**** TEXT SHOWN

Patients report mixed results. Sharon Keller of Austin, Tex., who has nephrotic syndrome, tried Acthar after two other drugs had not worked. But she stopped, she says, because side effects including mood swings and weight gain were “much worse than I’d ever experienced.”
“I almost had to fight with my doctor not to push it on me,” Ms. Keller, 59, says. She says her insurer was charged $130,000 for her drug, including a vial she did not use. “I have a Cadillac in my refrigerator,” she says of that leftover vial.
ONE big uncertainty hanging over Questcor is competition. As an old drug without patent protection, Acthar would seem to be a sitting duck for generic rivals. And other versions of ACTH have been sold in the past.
Yet Questcor is now arguing that its studies show that Acthar, despite the “highly purified” in its name, actually contains other substances from the pig pituitary glands that account for some of its effectiveness. The company does not intend to say what those other ingredients are, thus making it extremely hard for a generic company to copy Acthar.
“Coca-Cola is not going to tell you what Coke contains, either,” Mr. Bailey says.

********

WHAT IS REQUIRED - In the passage about Acthar, how much was Sharon Keller's insurer charged for her drug? The material here has nothing to do with the passage about Acthar.

**** EXTRACTED INFORMATION

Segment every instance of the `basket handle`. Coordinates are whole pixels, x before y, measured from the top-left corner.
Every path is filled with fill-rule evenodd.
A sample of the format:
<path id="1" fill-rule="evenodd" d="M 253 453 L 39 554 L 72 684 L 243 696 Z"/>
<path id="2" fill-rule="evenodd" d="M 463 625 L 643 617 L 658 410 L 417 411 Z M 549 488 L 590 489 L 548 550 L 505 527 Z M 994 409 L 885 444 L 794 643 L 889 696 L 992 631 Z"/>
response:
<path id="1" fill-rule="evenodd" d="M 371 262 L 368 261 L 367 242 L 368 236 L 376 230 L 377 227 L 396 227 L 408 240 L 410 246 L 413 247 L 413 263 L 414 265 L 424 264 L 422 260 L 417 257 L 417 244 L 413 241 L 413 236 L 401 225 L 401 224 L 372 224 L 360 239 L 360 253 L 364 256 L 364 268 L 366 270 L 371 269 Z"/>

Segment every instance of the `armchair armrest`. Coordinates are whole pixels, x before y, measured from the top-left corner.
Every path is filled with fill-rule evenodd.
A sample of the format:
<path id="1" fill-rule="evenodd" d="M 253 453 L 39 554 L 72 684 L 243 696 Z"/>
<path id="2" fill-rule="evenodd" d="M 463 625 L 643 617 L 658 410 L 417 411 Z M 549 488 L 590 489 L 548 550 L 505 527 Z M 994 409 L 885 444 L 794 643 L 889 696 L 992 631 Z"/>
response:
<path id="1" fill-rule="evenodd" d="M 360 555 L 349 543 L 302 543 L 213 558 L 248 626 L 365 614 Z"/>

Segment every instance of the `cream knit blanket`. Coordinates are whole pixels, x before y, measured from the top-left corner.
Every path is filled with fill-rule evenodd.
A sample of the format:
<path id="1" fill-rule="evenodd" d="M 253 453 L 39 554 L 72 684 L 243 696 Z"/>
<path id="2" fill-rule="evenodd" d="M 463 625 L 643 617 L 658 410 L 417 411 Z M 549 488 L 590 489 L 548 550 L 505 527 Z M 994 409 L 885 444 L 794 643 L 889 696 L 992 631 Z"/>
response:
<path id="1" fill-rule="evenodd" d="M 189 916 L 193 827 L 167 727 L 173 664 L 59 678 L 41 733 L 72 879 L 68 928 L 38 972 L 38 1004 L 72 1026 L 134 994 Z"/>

********

TASK ANSWER - $130,000